§ **Data supplied**:

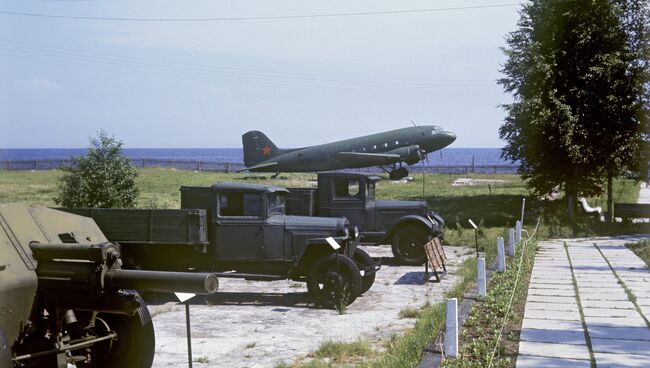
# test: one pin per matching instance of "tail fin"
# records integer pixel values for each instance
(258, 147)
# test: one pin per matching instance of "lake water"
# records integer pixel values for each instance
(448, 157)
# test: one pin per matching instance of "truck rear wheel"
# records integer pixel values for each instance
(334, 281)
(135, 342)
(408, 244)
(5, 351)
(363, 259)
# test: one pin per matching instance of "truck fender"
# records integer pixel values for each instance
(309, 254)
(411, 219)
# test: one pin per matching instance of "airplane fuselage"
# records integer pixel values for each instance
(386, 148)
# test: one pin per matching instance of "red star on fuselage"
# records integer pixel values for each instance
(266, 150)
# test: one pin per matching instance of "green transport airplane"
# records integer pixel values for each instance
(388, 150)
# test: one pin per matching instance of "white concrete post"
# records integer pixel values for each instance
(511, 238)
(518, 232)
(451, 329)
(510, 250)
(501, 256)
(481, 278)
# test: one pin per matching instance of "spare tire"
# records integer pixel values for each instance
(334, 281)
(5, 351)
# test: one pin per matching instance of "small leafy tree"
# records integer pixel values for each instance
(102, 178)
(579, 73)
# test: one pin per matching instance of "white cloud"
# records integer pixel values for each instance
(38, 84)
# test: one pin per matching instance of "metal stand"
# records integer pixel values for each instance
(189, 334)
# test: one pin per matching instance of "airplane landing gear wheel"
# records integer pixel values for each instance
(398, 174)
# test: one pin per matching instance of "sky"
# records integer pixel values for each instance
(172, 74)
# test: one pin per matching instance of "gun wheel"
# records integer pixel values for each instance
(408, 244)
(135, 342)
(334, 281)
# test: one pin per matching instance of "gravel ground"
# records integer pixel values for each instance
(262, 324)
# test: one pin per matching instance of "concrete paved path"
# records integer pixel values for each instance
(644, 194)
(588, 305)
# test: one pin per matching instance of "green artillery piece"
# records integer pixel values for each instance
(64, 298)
---
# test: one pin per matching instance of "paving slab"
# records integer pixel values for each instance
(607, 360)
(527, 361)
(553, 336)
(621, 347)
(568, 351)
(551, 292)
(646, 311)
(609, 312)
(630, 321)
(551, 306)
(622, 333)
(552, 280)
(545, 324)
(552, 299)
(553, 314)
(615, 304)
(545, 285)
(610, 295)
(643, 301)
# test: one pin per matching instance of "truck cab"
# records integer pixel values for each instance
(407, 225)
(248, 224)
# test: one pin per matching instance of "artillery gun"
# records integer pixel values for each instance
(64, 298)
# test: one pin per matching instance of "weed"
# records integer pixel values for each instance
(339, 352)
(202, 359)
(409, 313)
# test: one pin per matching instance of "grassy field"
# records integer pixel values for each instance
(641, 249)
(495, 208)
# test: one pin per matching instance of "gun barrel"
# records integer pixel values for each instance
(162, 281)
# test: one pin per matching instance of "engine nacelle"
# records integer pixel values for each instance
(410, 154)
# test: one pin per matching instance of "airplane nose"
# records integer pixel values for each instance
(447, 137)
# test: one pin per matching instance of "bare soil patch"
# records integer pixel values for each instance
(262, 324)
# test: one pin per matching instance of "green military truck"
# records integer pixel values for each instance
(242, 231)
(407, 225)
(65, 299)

§ **Instruction**: Tally the lines of the items above that contain the word "airplane", and give only the number.

§ **Output for this exercise**: 4